→ SUPPLIED INFORMATION:

+-------+

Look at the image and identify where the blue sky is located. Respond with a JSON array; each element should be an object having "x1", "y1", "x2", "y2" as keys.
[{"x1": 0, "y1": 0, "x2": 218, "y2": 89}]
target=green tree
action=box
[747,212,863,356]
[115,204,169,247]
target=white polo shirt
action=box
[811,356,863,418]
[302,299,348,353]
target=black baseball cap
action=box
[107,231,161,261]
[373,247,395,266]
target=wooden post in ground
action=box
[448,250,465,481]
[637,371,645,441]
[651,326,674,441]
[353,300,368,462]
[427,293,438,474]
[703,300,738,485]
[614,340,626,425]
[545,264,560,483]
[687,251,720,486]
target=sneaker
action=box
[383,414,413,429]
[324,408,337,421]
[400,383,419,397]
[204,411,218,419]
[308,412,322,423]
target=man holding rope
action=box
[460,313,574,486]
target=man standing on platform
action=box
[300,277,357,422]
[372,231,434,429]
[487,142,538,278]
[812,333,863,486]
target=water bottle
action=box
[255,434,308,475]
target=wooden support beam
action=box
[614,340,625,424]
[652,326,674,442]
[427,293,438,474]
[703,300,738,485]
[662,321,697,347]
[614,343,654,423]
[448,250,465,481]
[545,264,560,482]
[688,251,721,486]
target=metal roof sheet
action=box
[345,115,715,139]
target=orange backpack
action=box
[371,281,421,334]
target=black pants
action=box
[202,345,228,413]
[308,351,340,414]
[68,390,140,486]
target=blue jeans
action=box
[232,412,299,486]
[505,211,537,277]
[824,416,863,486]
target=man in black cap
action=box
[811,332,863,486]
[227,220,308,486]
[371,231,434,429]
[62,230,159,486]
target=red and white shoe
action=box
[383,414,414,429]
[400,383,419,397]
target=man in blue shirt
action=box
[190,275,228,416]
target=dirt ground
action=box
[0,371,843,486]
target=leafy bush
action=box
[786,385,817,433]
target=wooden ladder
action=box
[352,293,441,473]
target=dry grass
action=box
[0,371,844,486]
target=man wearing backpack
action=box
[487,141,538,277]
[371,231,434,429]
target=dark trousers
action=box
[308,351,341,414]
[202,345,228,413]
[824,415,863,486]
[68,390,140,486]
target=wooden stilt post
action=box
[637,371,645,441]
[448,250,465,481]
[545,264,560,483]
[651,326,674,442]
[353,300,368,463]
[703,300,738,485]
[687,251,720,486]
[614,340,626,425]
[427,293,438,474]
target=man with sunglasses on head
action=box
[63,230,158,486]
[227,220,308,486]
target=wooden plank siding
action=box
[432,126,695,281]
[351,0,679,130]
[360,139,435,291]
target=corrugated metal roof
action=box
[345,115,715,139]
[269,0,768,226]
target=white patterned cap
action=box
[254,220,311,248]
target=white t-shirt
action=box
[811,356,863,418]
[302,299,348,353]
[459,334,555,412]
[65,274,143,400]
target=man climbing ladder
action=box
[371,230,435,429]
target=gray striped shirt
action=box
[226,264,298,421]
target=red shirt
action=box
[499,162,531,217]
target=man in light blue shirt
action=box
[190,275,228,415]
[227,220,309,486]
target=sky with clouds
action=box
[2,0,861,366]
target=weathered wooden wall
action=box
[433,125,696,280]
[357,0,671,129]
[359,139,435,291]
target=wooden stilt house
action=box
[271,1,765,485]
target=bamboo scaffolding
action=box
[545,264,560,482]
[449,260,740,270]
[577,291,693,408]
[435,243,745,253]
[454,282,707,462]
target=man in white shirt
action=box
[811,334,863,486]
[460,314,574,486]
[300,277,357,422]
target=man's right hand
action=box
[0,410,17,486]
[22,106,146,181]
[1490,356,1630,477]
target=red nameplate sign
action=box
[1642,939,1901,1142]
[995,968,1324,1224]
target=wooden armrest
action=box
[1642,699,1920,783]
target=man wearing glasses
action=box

+-------+

→ THE PROBLEM: The required output is the complete set of records, reproduced exactly.

→ SOLUTION BELOW:
Look at the image and identify where the blue sky is located. Respond with a JSON array; each element should be an object having "x1", "y1", "x2", "y2" as keys.
[{"x1": 0, "y1": 0, "x2": 218, "y2": 89}]
target=green tree
action=box
[747,212,863,356]
[115,204,169,247]
target=white polo shirt
action=box
[811,356,863,418]
[302,299,348,353]
target=black baseball cap
action=box
[107,231,161,261]
[373,247,395,266]
target=wooden post in ground
action=box
[448,250,465,481]
[637,371,645,441]
[651,326,674,441]
[353,300,368,462]
[427,293,438,474]
[703,300,738,485]
[614,340,626,425]
[545,264,560,483]
[687,251,720,486]
target=sneaker
action=box
[383,414,413,429]
[324,408,337,421]
[400,383,419,397]
[204,411,218,419]
[308,412,322,423]
target=man holding rope
action=box
[460,313,574,486]
target=man standing on platform
action=box
[300,277,357,422]
[372,231,434,429]
[487,142,538,278]
[812,333,863,486]
target=water bottle
action=box
[255,434,308,475]
target=wooden support beam
action=box
[614,340,625,424]
[652,326,674,442]
[427,293,438,474]
[703,300,738,485]
[662,321,697,347]
[614,343,654,423]
[448,250,465,481]
[545,264,560,482]
[688,251,721,486]
target=metal roof sheet
action=box
[345,115,715,139]
target=orange backpack
action=box
[371,281,421,334]
target=black pants
action=box
[202,345,228,413]
[308,351,340,414]
[68,390,140,486]
target=blue jeans
action=box
[232,412,299,486]
[505,211,537,277]
[824,416,863,486]
target=man in black cap
action=box
[811,332,863,486]
[227,220,308,486]
[371,231,434,429]
[62,230,159,486]
target=red and white shoe
action=box
[383,414,414,429]
[400,383,419,397]
target=man in blue shirt
action=box
[190,275,228,416]
target=dirt ground
action=box
[0,371,843,486]
target=leafy bush
action=box
[786,385,817,433]
target=wooden ladder
action=box
[352,293,441,473]
target=dry grass
action=box
[0,371,844,486]
target=man wearing backpack
action=box
[487,141,538,277]
[371,231,434,429]
target=dark trousers
action=box
[308,351,341,414]
[202,345,228,413]
[824,415,863,486]
[68,390,140,486]
target=wooden stilt post
action=box
[637,371,645,441]
[448,250,465,481]
[545,264,560,483]
[651,326,674,442]
[353,300,368,463]
[703,300,738,485]
[687,251,720,486]
[614,340,626,425]
[427,293,438,474]
target=man with sunglasses on head
action=box
[63,230,158,486]
[227,220,308,486]
target=wooden plank siding
action=box
[432,126,695,281]
[351,0,679,130]
[360,139,435,291]
target=corrugated metal roof
action=box
[345,115,715,139]
[269,0,768,226]
target=white patterned cap
action=box
[254,220,311,248]
target=white t-shirt
action=box
[811,356,863,418]
[302,299,348,353]
[459,334,555,412]
[65,274,143,400]
target=man climbing ladder
action=box
[371,230,435,429]
target=gray striped shirt
action=box
[226,264,298,421]
target=red shirt
action=box
[499,162,531,217]
target=man in light blue shirt
action=box
[190,275,228,415]
[227,220,309,486]
target=sky with clouds
action=box
[2,0,861,366]
target=weathered wooden wall
action=box
[433,125,696,280]
[357,0,671,129]
[359,139,435,291]
target=wooden stilt house
action=box
[271,1,765,485]
target=bamboo scaffolding
action=box
[545,264,560,482]
[449,260,740,270]
[577,291,693,408]
[435,243,745,253]
[454,282,707,462]
target=man in white shirt
action=box
[811,334,863,486]
[460,314,574,486]
[300,277,357,422]
target=man's right hand
action=box
[0,410,17,486]
[22,106,146,181]
[1490,356,1630,477]
target=red nameplate sign
action=box
[1642,939,1901,1142]
[995,968,1324,1224]
target=wooden armrest
action=box
[1642,699,1920,783]
target=man wearing glasses
action=box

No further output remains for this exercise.